§ RECORDS FOR THIS TASK:
╭──
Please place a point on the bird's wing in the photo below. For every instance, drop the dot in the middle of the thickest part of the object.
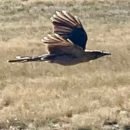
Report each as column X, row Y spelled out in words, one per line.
column 69, row 27
column 58, row 45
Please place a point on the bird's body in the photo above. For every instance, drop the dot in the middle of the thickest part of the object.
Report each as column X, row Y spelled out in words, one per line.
column 67, row 45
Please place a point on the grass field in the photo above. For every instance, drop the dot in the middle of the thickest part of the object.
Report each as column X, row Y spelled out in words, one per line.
column 48, row 96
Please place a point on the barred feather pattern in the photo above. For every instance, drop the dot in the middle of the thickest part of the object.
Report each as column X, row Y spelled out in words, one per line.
column 69, row 27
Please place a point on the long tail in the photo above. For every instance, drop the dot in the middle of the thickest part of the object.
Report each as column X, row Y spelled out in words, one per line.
column 45, row 57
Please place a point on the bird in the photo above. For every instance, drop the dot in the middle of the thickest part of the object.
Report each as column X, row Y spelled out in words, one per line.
column 67, row 44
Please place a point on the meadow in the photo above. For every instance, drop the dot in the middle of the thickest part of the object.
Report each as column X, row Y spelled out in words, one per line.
column 45, row 96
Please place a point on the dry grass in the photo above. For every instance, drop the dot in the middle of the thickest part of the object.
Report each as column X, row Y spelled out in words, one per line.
column 50, row 96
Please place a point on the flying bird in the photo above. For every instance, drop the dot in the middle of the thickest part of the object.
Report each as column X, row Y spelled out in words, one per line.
╰──
§ REQUEST:
Change every "thickest part" in the data above to "widest part" and reproduce the data with nothing else altered. Omit the pictures from your answer.

§ ANSWER IN FULL:
Please place a point on the bird's wing in the photo below. For every instance, drop the dot in the middle of the widest part of the object.
Report each as column X, row Y spelled out in words, one per line.
column 69, row 27
column 58, row 45
Please place a point on the bird's body in the photo above. For every instance, drop the dot in the middle of the widest part of the object.
Report each as column X, row Y spelled out in words, one per line.
column 67, row 45
Please place a point on the grass field in the photo above. For every instance, drop the dot in the middle of the widest part of the object.
Report each as column X, row Y spelled out in words, one per line.
column 48, row 96
Please place a point on the barred feather pattern in the photo above. For every instance, drop the dot in the middle of the widest part of the object.
Report each as column X, row Y spelled out in words, one per line.
column 69, row 27
Please place a point on the long tail in the photo above. For every instance, drop the dot in the middle of the widest part of the object.
Report each as column X, row Y spelled out in words, one per line.
column 45, row 57
Please place a point on the bird in the photo above. For every instance, drop the dot in the middle of the widest part of the object.
Report each as column X, row Y spelled out in words, one per line.
column 67, row 44
Please place a point on the meadow in the photo above. For every instance, drop the dot in the middle of the widest part of the object.
Report each as column X, row Y spelled out in words, one per line.
column 45, row 96
Please place a point on the dry grass in the photo above. For every instance, drop the dot in the middle of the widest part of the object.
Report each as column X, row Y spelled out in words, one per line.
column 50, row 96
Please place a point on the flying bird in the photo above. For every instance, drop the dot in the middle of the widest part of the object.
Report each as column X, row Y spelled out in words, one per line.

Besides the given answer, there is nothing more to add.